■ Text to read
════════════════

Apple Crisp Macchiato Latte

Apple Crisp Macchiato Latte

Who knew?!? Apples and coffee? Starbucks you did it again! The new seasonal flavor, Apple Crisp Macchiato from Starbucks is bringing all the fall vibes, and bringing them in a very delicious way. I’ve combined apples and coffee before. There’s a Cinnamon Apple Latte recipe on the blog from last fall, so I know how delicious it can be, but there is just something about how Starbucks crafts their drinks and this macchiato is just delicious and the perfect entry to the fall season. It’s especially great if you aren’t quite ready for hard core fall pumpkin vibes and since the infamous PSL is not vegan this Apple Crisp Macchiato is everything you need to usher in the fall season.

════════════════

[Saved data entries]
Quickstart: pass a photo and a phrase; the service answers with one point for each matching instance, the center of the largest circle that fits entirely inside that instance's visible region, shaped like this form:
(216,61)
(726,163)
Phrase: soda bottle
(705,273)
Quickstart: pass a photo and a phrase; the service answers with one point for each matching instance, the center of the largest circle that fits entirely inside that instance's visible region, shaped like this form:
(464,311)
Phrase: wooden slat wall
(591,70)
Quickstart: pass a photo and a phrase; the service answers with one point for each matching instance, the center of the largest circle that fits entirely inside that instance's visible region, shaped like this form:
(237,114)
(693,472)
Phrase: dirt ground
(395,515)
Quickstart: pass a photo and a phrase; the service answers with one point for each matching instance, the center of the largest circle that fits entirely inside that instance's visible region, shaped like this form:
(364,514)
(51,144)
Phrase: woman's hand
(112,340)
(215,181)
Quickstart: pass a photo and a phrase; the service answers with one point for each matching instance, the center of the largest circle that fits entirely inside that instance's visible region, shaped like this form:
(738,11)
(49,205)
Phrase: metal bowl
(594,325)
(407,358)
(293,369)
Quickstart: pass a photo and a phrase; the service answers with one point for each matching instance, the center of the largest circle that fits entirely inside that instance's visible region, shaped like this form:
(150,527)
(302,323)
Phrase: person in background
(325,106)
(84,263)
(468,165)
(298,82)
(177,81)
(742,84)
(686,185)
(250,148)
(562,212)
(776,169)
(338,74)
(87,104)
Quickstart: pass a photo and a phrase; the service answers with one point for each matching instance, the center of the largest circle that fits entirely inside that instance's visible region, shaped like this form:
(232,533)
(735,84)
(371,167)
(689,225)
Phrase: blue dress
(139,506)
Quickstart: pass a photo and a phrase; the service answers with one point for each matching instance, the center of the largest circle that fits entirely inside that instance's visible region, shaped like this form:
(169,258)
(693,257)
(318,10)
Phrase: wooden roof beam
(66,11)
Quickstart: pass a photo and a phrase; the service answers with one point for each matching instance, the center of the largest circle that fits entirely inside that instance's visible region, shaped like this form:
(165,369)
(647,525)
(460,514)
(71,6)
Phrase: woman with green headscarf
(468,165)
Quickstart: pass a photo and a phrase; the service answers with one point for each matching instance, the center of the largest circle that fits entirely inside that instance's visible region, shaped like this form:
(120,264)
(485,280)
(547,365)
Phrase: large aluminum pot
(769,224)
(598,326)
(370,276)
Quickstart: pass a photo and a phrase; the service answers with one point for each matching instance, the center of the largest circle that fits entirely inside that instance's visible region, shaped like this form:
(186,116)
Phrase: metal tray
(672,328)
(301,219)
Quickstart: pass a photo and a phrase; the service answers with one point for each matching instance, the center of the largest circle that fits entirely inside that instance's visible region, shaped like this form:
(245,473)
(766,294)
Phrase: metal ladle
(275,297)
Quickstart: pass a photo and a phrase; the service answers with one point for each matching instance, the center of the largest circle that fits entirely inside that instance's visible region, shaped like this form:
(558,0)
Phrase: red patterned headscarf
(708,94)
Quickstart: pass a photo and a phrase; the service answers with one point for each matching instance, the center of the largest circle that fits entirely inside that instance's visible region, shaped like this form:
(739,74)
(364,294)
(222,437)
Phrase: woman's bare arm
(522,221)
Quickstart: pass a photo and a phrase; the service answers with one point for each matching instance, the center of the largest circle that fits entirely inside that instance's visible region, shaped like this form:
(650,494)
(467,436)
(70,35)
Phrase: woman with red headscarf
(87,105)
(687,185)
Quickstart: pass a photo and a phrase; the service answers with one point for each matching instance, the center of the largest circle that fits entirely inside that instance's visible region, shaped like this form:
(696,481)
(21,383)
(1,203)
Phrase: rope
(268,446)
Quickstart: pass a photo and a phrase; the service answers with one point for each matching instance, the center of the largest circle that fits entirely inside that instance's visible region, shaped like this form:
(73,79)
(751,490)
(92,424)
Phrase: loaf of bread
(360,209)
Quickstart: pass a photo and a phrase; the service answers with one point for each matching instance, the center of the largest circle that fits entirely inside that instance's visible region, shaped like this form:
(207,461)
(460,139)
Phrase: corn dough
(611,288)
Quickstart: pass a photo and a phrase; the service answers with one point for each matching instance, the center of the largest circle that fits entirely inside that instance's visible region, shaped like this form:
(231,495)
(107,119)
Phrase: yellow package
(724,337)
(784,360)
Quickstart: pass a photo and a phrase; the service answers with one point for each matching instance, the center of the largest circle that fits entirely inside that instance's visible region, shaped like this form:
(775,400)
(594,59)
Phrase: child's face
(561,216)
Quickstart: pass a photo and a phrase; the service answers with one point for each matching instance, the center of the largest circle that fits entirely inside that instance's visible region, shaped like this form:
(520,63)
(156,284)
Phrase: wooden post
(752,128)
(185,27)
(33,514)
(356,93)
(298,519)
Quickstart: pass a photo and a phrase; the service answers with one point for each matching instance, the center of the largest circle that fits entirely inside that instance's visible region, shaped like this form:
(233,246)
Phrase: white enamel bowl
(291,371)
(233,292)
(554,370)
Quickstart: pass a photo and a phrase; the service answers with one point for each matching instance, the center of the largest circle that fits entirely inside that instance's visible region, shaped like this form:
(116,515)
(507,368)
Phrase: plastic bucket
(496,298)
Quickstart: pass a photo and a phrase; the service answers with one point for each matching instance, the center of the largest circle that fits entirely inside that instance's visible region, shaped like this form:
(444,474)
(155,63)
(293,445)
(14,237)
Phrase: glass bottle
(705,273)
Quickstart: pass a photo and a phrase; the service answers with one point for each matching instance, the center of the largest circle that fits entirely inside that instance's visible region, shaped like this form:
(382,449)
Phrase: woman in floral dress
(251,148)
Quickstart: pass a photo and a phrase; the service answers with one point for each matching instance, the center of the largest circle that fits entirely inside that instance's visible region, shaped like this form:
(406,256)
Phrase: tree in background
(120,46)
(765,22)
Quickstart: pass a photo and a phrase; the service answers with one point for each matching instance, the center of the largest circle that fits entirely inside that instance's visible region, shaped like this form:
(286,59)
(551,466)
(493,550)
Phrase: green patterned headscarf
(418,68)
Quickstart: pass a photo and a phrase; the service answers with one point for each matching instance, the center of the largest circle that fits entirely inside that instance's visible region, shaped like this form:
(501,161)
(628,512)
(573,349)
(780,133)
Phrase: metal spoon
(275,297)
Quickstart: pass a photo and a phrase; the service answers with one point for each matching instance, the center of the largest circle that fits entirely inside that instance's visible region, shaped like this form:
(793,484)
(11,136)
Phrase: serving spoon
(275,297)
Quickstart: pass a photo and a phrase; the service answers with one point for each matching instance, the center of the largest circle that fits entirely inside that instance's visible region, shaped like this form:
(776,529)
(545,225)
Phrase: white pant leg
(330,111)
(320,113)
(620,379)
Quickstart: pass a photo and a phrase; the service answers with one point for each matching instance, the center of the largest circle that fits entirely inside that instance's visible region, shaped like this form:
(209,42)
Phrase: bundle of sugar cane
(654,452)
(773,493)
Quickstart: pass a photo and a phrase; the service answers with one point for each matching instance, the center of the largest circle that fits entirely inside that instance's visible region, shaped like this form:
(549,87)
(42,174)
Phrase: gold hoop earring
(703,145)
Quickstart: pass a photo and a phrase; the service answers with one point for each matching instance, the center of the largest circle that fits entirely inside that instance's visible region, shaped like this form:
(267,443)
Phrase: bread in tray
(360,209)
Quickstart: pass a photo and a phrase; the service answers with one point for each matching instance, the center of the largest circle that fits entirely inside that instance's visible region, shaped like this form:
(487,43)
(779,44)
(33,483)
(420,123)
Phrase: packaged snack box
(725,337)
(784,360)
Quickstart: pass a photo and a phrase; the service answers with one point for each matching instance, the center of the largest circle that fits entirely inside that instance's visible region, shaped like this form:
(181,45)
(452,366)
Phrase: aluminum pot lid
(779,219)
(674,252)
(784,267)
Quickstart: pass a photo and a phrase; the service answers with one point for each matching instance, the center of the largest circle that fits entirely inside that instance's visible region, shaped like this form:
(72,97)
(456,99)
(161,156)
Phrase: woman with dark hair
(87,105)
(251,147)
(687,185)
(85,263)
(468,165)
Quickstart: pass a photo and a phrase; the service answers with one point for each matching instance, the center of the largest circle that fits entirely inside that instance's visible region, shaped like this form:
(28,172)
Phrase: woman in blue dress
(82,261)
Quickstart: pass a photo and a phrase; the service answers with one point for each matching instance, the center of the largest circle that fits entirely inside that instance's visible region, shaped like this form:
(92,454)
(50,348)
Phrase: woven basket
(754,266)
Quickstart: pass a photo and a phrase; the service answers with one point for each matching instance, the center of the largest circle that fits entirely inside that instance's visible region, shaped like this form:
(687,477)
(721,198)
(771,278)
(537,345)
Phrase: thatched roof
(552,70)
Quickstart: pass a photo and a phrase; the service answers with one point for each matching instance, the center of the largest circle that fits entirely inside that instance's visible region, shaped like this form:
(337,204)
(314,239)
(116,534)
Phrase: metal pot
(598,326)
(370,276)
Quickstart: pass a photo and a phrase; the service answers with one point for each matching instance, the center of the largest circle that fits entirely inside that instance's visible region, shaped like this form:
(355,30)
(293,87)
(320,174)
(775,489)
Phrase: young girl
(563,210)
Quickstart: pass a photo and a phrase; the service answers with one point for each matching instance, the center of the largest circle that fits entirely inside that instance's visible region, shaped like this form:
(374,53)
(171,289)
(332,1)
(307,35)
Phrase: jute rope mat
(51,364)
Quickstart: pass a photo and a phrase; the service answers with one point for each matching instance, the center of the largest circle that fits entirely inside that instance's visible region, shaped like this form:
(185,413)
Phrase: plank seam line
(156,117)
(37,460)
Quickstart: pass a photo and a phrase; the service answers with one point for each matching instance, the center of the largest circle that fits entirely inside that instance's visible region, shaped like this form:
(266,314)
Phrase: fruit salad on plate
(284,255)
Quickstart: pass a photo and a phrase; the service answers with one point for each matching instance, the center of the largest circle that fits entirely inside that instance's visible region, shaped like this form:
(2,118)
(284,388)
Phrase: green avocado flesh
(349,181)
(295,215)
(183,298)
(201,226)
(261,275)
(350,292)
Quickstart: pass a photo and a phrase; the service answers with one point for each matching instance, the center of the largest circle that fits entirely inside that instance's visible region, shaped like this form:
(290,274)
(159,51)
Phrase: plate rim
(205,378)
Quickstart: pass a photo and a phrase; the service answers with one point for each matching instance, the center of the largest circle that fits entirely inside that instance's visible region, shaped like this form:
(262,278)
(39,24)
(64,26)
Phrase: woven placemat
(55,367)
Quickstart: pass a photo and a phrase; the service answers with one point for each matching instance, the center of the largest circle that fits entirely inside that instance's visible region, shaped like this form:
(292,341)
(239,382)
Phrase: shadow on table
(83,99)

════════════════

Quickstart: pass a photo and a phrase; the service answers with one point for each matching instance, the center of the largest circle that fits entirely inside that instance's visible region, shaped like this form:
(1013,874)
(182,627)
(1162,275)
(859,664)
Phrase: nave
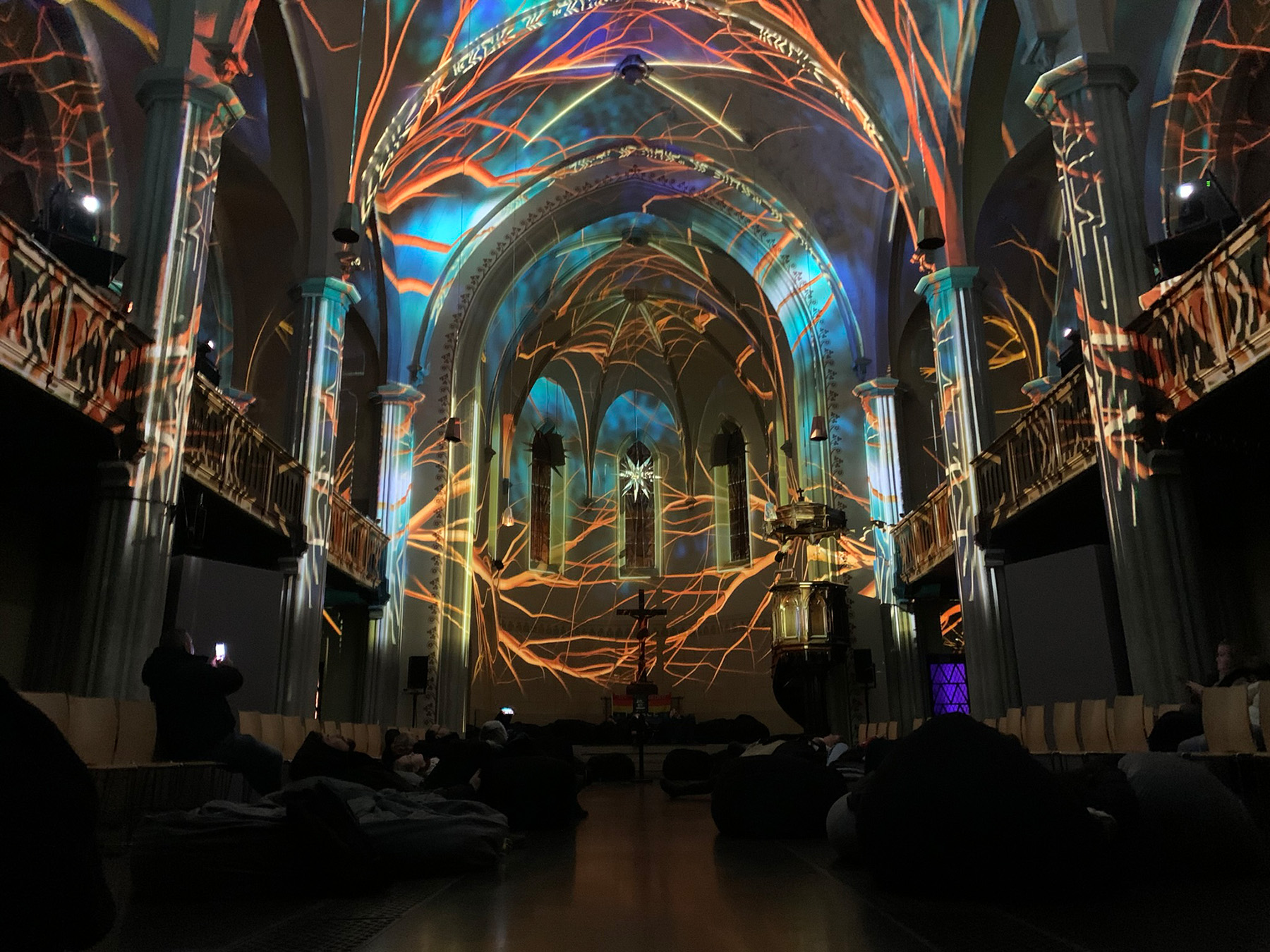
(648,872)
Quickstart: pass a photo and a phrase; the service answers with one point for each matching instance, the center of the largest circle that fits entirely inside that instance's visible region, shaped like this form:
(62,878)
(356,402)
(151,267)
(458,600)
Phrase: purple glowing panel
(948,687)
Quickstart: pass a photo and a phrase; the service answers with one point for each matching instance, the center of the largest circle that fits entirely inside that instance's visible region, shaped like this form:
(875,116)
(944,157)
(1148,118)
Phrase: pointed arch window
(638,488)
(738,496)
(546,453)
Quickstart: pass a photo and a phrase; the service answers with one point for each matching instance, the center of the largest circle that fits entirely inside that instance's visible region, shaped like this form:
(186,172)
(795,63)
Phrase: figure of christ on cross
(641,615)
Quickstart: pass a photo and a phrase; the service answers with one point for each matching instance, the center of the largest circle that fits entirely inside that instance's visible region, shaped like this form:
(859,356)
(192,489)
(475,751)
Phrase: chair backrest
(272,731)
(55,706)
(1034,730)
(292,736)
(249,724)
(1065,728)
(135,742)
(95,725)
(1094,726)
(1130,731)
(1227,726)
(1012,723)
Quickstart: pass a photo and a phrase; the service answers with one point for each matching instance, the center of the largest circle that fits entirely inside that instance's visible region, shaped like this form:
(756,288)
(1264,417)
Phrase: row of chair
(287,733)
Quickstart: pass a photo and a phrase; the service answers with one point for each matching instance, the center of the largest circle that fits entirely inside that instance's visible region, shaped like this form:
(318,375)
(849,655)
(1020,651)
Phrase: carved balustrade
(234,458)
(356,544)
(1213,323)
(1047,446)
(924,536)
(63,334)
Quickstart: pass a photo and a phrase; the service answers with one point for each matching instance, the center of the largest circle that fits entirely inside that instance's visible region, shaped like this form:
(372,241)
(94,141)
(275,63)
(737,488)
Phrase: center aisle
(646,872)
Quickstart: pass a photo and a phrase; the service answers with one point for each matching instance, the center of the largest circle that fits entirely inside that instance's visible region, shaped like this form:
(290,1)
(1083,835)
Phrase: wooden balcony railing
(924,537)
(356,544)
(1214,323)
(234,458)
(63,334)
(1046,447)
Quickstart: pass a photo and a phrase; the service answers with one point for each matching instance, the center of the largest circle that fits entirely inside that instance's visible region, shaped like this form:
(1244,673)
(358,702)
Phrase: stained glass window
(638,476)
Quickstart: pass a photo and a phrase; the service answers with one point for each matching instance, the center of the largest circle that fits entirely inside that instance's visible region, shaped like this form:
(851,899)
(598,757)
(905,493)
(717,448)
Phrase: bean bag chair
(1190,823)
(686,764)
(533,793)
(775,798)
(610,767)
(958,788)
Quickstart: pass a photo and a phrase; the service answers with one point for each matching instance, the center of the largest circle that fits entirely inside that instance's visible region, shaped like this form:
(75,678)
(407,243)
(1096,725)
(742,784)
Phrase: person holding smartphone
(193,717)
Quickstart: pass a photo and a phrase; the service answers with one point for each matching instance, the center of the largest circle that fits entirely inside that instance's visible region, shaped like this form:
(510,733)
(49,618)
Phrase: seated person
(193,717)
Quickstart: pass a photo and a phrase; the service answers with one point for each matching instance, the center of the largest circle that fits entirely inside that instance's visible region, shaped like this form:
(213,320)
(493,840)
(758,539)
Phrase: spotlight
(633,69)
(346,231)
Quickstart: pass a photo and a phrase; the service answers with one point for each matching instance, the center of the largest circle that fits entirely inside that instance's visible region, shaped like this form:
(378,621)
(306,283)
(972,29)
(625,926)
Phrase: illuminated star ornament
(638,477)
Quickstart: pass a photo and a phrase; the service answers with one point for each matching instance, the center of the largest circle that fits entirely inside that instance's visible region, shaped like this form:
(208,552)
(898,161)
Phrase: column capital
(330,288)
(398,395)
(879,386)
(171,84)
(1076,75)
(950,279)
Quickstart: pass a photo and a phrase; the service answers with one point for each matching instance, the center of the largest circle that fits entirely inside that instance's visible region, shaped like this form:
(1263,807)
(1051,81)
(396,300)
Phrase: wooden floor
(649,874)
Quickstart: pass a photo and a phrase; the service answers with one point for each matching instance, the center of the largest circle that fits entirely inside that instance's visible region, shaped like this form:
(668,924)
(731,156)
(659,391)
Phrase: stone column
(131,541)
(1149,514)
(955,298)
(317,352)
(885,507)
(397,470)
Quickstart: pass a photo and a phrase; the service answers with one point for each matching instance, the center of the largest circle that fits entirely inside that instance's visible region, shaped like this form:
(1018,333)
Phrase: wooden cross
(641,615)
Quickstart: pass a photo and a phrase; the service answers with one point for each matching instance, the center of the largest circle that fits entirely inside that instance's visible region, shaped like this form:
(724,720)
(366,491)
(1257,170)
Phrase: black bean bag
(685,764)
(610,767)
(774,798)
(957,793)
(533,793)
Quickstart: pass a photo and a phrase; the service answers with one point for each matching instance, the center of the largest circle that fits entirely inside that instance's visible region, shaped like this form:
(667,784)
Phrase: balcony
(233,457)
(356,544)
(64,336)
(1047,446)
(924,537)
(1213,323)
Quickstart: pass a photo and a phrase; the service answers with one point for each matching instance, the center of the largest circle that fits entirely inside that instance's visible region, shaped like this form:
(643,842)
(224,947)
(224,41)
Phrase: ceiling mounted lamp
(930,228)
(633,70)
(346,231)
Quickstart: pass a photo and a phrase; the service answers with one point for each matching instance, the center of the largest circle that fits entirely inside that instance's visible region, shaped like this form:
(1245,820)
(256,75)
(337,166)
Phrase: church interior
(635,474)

════════════════

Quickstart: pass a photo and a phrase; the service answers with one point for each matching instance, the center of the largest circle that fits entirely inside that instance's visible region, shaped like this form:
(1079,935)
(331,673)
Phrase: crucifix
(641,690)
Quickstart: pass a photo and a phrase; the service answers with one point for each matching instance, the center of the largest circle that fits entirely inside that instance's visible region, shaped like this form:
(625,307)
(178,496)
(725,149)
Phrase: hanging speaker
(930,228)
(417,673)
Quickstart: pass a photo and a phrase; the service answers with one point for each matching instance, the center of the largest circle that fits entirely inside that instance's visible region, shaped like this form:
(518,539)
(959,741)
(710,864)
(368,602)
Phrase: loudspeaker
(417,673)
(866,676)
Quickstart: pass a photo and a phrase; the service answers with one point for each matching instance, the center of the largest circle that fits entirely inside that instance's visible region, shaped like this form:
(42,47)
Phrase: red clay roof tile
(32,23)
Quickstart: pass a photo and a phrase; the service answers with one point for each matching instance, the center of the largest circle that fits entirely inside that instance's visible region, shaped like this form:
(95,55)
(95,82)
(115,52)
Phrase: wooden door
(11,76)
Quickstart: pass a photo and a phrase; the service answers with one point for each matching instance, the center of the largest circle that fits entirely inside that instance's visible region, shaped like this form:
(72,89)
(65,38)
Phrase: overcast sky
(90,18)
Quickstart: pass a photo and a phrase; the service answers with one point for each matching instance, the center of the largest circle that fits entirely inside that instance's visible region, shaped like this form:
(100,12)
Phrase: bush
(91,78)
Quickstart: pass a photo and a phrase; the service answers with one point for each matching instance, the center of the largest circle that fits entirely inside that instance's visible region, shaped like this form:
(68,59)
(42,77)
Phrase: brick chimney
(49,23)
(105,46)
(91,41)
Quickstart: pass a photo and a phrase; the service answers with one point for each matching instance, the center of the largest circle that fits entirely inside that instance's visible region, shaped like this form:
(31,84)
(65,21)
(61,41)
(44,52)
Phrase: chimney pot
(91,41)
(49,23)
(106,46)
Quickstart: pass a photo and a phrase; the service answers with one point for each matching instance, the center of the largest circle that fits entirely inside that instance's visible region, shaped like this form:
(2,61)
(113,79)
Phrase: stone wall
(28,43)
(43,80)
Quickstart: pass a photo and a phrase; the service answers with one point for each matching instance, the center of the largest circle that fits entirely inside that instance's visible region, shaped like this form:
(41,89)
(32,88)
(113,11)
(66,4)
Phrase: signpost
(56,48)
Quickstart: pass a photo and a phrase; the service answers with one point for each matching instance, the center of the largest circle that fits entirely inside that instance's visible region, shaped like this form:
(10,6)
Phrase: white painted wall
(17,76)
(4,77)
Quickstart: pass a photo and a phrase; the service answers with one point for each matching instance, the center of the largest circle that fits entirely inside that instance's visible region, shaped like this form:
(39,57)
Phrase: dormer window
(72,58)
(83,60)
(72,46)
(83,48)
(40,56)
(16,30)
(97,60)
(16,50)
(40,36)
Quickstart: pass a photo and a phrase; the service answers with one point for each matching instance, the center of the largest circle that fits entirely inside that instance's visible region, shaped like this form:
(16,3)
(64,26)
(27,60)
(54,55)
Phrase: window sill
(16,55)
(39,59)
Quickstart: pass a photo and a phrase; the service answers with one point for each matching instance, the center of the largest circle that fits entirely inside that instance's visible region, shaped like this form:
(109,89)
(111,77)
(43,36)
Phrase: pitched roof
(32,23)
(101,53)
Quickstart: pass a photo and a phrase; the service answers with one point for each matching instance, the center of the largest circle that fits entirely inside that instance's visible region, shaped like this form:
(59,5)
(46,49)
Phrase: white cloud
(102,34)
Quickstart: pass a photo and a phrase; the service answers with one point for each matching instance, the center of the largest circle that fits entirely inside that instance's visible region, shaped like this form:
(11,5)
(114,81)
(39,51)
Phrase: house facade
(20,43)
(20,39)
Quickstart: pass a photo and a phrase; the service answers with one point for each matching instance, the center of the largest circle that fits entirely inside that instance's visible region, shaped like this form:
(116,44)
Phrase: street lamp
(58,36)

════════════════

■ Exercises to complete
1 > In the apple coffee post, what reason is given for the Apple Crisp Macchiato being everything you need to usher in the fall season?
2 > List every drink named in the apple coffee post.

■ Answers
1 > The infamous PSL is not vegan. The Apple Crisp Macchiato is also presented as especially good for anyone not quite ready for hard core fall pumpkin vibes.

2 >
- Apple Crisp Macchiato (titled Apple Crisp Macchiato Latte)
- Cinnamon Apple Latte
- PSL